→ **Task description**: Reproduce every line of the material below, requests included, but increase each coordinate value in the answer points by 17. Leave the pictures out.

BEGIN Data shown

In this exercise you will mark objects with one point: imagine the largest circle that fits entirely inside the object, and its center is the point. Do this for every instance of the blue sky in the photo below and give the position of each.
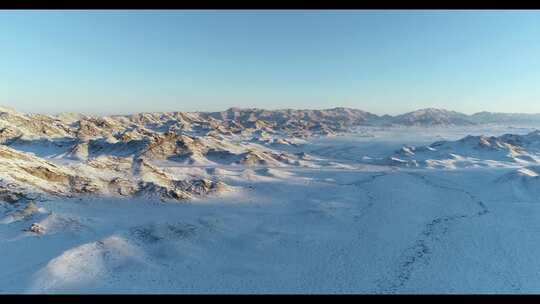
(105, 62)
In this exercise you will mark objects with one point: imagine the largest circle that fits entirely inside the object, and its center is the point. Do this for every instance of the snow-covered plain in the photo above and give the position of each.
(347, 226)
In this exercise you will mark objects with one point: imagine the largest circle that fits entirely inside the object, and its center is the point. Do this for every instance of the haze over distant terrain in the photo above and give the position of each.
(258, 201)
(269, 152)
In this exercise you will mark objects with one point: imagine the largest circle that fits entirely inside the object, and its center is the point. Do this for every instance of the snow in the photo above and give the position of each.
(344, 225)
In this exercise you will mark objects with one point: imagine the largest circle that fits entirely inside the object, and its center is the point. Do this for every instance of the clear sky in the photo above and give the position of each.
(385, 62)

END Data shown

→ **The reply**:
In this exercise you will mark objects with one point: imagine the largest circle that fits entirely inside the object, and its center is the point. Do this for every instance of the blue sky in the photo below and give the position of each.
(122, 79)
In this exercise you will mark objects with one point: imagine the largest circle that fits entirely inside the object, and its center is the point. Do this for every instance of the snow-covered plain in the photo above and give the position of each.
(364, 243)
In this exercise you will mark objects with one point: imagine the largest circle that fits entirely inside the object, and its center is the point. Do this for every instance of the haze over distant terrain in the photo above and give the position of each.
(275, 218)
(286, 169)
In this exercise you will mark objects with one point: imagine the largest circle that fits entirely inside the object, and its center is the point. Do this for every instance of the snow in the photo above and give the position of each.
(361, 242)
In this exercise you will mark objects with one point: imagine the largest circle that fits entirely inside the object, and its center is the point. Do this for every instance of the clear sky in the photo above and give the position of each.
(402, 79)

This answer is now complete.